▶ _What this task involves_
Please write out the material below exactly as given.

▶ _Source material_
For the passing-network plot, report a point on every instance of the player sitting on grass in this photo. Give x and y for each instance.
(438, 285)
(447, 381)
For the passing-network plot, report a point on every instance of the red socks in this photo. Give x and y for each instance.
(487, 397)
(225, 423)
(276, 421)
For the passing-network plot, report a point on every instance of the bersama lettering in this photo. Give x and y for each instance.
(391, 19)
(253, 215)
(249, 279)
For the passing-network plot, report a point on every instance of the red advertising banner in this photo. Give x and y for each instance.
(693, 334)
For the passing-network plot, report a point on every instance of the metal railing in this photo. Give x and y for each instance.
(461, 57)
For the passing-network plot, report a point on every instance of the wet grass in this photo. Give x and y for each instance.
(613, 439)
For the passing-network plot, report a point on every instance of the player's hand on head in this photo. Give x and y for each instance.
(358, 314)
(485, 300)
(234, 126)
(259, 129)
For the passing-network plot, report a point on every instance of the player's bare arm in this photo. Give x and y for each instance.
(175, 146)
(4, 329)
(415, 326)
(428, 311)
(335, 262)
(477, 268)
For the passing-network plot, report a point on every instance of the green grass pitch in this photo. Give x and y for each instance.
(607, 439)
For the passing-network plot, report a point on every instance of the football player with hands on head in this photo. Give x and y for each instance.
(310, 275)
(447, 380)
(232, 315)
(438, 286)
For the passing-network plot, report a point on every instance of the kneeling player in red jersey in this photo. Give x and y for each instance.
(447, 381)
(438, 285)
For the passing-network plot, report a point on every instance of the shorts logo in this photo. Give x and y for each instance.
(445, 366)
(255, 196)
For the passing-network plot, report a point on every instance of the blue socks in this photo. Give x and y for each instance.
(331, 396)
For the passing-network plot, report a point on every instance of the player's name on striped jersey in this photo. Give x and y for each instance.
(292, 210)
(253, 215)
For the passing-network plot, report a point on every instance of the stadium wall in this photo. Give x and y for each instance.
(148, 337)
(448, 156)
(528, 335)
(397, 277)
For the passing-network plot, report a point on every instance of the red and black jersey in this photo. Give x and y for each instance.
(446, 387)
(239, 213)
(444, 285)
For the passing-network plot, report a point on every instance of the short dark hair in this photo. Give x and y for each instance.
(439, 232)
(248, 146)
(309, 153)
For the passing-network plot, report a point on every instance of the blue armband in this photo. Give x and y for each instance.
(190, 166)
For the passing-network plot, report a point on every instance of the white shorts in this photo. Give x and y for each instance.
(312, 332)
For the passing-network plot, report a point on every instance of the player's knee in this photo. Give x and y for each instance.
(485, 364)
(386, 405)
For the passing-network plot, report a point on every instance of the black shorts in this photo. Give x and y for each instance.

▶ _Solution to this problem_
For the passing-network plot, report a point on every instance of the player sitting on grass in this photo. Give x and y for each instance.
(438, 285)
(447, 381)
For the passing-network plot, report a point on every instance of the red socks in this photo. Give x and y for each instance.
(487, 397)
(225, 423)
(276, 421)
For the passing-network plot, report a point on every instance of the bersama lettering in this photo. Give x and y for each instance.
(391, 19)
(253, 215)
(249, 279)
For the passing-network plot, report a point on every instance of the red advertising banner in this photo. Give x and y for each instance.
(693, 334)
For the passing-network plot, report a point on every instance of the metal railing in this photo. Give x and y for each instance.
(461, 57)
For the passing-network plot, report a point on every instance of the wet grass in this photo. Give x and y for each instance.
(613, 439)
For the passing-network plot, report a point on every instance of the player's hand on head in this photo. Give x and y for each instance.
(358, 314)
(485, 300)
(234, 126)
(259, 129)
For the passing-network plot, report a point on every instance of the player's bare arm in this photo. Give x and y for each instance.
(175, 146)
(4, 329)
(415, 326)
(428, 311)
(335, 262)
(477, 268)
For the passing-network plot, report a point on every instance of the green grass pitch in this photo. Give x and y for each instance.
(607, 439)
For the passing-network plot, report a point on every instance of the football player with hands on head in this photo. Give x and y for each instance.
(310, 275)
(447, 380)
(232, 315)
(438, 286)
For the passing-network plot, report a point on every instance of the kneeling player in red jersey in this photo. Give x and y for each instance.
(447, 381)
(438, 285)
For the passing-network plot, report a point on every instance of the shorts logo in this photo. Give x and y for each instance.
(445, 366)
(255, 196)
For the passing-network plot, report a point on every instance of the blue socks in this photo. Give x and y for each instance.
(331, 396)
For the passing-network plot, report a point on every instance of the player's name on striped jersey in this photo. Give x and y for each instance.
(292, 210)
(253, 215)
For the passing-network plot, report a point on every instance of the stadium wall in this photo. Give x and y for each instance.
(148, 337)
(448, 156)
(528, 335)
(397, 277)
For the passing-network plot, report a point on every instance of the red and black jersey in this photo. Give x and y for each instance.
(446, 387)
(239, 213)
(444, 285)
For the passing-network plot, report a point on every instance of the short dark hair in this photo. Give x and y for each instance.
(439, 232)
(248, 146)
(309, 153)
For the passing-network plot, report a point on every instance of the blue armband in this photo. Give x and y for each instance.
(190, 166)
For the passing-network plot, report a point on every instance of the white shorts in this photo. Give x and y for each instance.
(312, 332)
For the passing-network plot, report a point on every instance of the player's knee in this photo. Give x and y for each instance.
(485, 364)
(386, 405)
For the passing-network plot, report a point on every instance of the black shorts in this photo. Give x and y for each instance.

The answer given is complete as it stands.